------ Supplied information

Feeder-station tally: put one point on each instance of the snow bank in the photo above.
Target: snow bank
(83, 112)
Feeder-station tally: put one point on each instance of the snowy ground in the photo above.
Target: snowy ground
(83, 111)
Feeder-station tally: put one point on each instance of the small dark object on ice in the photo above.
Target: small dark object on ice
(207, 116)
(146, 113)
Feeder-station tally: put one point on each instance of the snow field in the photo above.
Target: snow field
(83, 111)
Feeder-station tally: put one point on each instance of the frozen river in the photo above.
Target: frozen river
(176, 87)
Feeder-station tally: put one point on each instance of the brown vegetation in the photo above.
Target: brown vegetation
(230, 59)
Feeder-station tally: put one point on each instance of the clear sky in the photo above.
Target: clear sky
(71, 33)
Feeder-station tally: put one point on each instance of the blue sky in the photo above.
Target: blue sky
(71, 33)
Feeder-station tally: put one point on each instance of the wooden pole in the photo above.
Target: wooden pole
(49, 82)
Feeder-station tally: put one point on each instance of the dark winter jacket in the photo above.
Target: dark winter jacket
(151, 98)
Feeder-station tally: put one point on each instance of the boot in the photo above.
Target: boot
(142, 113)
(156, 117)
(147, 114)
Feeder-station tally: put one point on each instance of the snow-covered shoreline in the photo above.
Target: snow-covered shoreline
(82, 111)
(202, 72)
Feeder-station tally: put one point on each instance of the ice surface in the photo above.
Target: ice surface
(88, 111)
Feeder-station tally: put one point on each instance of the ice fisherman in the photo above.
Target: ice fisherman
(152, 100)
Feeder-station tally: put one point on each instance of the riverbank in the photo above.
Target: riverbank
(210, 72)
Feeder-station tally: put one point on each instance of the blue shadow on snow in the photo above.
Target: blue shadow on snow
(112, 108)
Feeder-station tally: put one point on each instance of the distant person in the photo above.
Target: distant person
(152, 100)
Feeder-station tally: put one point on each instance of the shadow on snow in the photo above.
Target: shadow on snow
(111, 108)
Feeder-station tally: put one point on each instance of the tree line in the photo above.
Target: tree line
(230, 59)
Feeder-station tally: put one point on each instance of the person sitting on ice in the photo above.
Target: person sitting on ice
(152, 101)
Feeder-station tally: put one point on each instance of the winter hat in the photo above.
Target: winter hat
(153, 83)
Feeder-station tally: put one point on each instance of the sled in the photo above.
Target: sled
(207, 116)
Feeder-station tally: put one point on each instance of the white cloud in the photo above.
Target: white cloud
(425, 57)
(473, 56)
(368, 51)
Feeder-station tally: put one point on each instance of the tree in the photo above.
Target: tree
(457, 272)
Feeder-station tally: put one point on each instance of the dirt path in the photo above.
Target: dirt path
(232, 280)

------------

§ Exercise goal
Set down the records once more, character for character.

§ Task answer
Feeder-station tally: put one point on each instance of the snow bank in the photo above.
Target: snow bank
(83, 112)
Feeder-station tally: put one point on each instance of the snowy ground in the photo above.
Target: snowy ground
(83, 111)
Feeder-station tally: put one point on each instance of the small dark object on ice in the photo above.
Target: small dark object on ice
(207, 116)
(146, 113)
Feeder-station tally: put one point on each instance of the snow field in the photo above.
Target: snow field
(83, 111)
Feeder-station tally: put one point on each instance of the frozen river in the photo above.
Target: frozen river
(176, 87)
Feeder-station tally: put one point on each instance of the brown vegetation in the photo above.
Target: brown vegetation
(230, 59)
Feeder-station tally: put one point on each instance of the clear sky in the photo above.
Target: clear sky
(71, 33)
Feeder-station tally: put one point on each instance of the blue sky in the photo above.
Target: blue sky
(71, 33)
Feeder-station tally: put one point on each instance of the wooden pole in the photo above.
Target: wooden pole
(49, 82)
Feeder-station tally: put one point on each instance of the dark winter jacket in the photo above.
Target: dark winter jacket
(151, 98)
Feeder-station tally: put one point on each instance of the boot in the photo above.
Target: boot
(142, 113)
(156, 117)
(147, 114)
Feeder-station tally: put one point on each instance of the snow-covered shoreline in the photo above.
Target: snow-covered shoreline
(82, 111)
(202, 72)
Feeder-station tally: put one point on each instance of the ice surface in the photo above.
Target: ice surface
(88, 111)
Feeder-station tally: put one point on each instance of the ice fisherman in the photo above.
Target: ice fisherman
(152, 100)
Feeder-station tally: put one point on each instance of the riverbank in the photo above.
Target: riverbank
(210, 72)
Feeder-station tally: put one point on each instance of the blue shadow on snow in the photo above.
Target: blue shadow on snow
(112, 108)
Feeder-station tally: put one point on each instance of the distant person in the photo above.
Target: distant person
(152, 100)
Feeder-station tally: put one point on each instance of the shadow on snow in the photo above.
Target: shadow on snow
(111, 108)
Feeder-station tally: put one point on each instance of the tree line in the photo above.
Target: tree line
(230, 59)
Feeder-station tally: put one point on each instance of the person sitting on ice in the photo above.
Target: person sitting on ice
(152, 101)
Feeder-station tally: put one point on each instance of the winter hat in the photo above.
Target: winter hat
(153, 83)
Feeder-station tally: put one point on each instance of the sled in the photo above.
Target: sled
(207, 116)
Feeder-station tally: put one point on each instance of the white cloud in the photo above.
Target: white cloud
(425, 57)
(473, 56)
(368, 51)
Feeder-station tally: put one point on each instance of the tree in the photo above.
Target: tree
(457, 272)
Feeder-station tally: put one point on each instance of the dirt path in the photo above.
Target: dirt path
(232, 280)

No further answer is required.